Text provided:

'''

Resume: Started out as a financial analyst at TCF Bank in Minneapolis, and then worked on an IPO for Capella Education Company, also in Minneapolis. Three years into his career, he got the opportunity to work as the controller at The Onion, where, he said, “actually [my] friend’s dad was the CEO, which is a great way to get into any company; it’s who you know, right?” In January 2007, he was promoted to chief financial officer; and then in July 2008 became the chief operating officer, overseeing all the sales and product and technology. Last year, he became president of Onion, Inc., managing all functions of the business.
Birthday: January 7, 1980
Hometown: Waukesha, Wisconsin
Education: University of St. Thomas in Minnesota
Marital status: Married with twin boys
Media mentor: Steve Hannah, CEO of Onion, Inc.
Best career advice received: Don’t be afraid to fail. And don’t be afraid of critics.
Last book read: The Circle by Dave Eggers
Twitter handle: @McAvoy_TheOnion
Guilty Pleasure: “Outside of drinking — no, I’m kidding. I like to play sports. I like to be active. But that maybe isn’t as guilty as drinking. Drinking and playing sports?”
It must be pretty fun working at The Onion. How would you describe the culture, especially having been there so long?
I think what’s great about The Onion is everyone here cares about the content; they care about the products, so you have this united front in that everyone wants to see The Onion flourish.
And in terms of the culture itself, everyone works really hard. It’s a very dedicated group. Everyone’s really smart, and they have to be in order to get the joke. That’s one of the nice things about creating smart content is you attract smart people.
And it’s highly collaborative. You know, it’s a culture that was built on collaboration. There [are] no bylines for the content that we create, and that history of The Onion creative process has really been translated to the rest of the business culture and the product culture, where it’s very team-oriented.
Like so many other publications, The Onion has moved away from its roots in print. How has the company adapted to digital?
So I think The Onion, maybe like many of our peers who were in the print business, we knew that at some point the days of print were numbered, and we were able to focus on transitioning out of print.
In 2009, we developed a franchise licensing program, where we converted our print market to really just syndication deals, or licensing deals, as a way for us to get out of the print business and focus exclusively on digital, including video.
So in 2007, we launched The Onion News Network. In 1996, we actually went online, and we always knew that the way to grow the business was through digital, and by getting out of print, it allowed us to focus 100 percent on it, which has allowed us to pursue other ventures and create Onion Labs.
Great segue. How did the idea for Onion Labs come about and how did you land Microsoft as one of your first clients?
The idea of Onion Labs, or really creating content for brands, started years ago. We’ve always gotten requests from Fortune 500 brands to create content for them as part of media buys. And in the case of Microsoft, we were at the same media agency, using the same contacts that we call on to sell media placements.

'''

In the profile, rewrite everything from "Resume: Started out" down to "CEO of Onion, Inc.", swapping "Minneapolis" for "St. Paul" wherever it occurs.

Entries shown:
'''

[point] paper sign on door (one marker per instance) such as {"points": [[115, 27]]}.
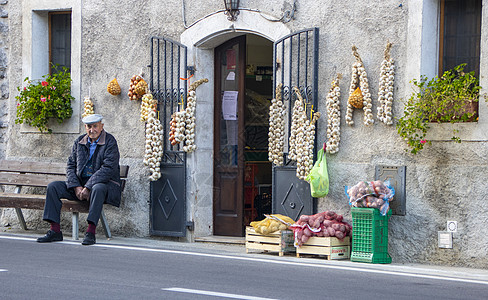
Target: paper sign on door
{"points": [[229, 105]]}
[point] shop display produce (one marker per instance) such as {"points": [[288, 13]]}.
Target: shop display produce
{"points": [[113, 87], [302, 136], [87, 107], [154, 146], [359, 93], [272, 223], [148, 104], [324, 224], [276, 133], [334, 117], [137, 88], [385, 93], [182, 124], [371, 194]]}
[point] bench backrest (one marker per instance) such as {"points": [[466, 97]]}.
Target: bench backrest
{"points": [[39, 174]]}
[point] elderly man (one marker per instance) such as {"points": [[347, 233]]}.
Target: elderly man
{"points": [[93, 174]]}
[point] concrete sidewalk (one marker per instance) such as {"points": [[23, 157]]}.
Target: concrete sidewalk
{"points": [[234, 248]]}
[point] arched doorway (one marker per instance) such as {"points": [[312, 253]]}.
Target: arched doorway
{"points": [[202, 39], [242, 172]]}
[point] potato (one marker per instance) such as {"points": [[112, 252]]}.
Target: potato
{"points": [[327, 223], [331, 231], [339, 234]]}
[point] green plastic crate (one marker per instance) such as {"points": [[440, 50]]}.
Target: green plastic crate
{"points": [[370, 236]]}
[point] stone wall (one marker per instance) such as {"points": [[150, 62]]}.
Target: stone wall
{"points": [[4, 88], [444, 182]]}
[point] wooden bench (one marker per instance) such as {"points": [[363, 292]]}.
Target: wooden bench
{"points": [[40, 174]]}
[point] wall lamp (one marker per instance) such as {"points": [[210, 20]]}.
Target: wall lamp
{"points": [[231, 9]]}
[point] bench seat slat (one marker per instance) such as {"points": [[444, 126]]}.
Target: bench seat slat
{"points": [[33, 167], [39, 180], [30, 201]]}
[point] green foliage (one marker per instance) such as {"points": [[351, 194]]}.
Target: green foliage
{"points": [[445, 99], [45, 99]]}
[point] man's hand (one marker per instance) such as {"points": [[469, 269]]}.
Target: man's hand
{"points": [[85, 194], [78, 191]]}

'''

Exercise response:
Resume: Started out as a financial analyst at TCF Bank in St. Paul, and then worked on an IPO for Capella Education Company, also in St. Paul. Three years into his career, he got the opportunity to work as the controller at The Onion, where, he said, “actually [my] friend’s dad was the CEO, which is a great way to get into any company; it’s who you know, right?” In January 2007, he was promoted to chief financial officer; and then in July 2008 became the chief operating officer, overseeing all the sales and product and technology. Last year, he became president of Onion, Inc., managing all functions of the business.
Birthday: January 7, 1980
Hometown: Waukesha, Wisconsin
Education: University of St. Thomas in Minnesota
Marital status: Married with twin boys
Media mentor: Steve Hannah, CEO of Onion, Inc.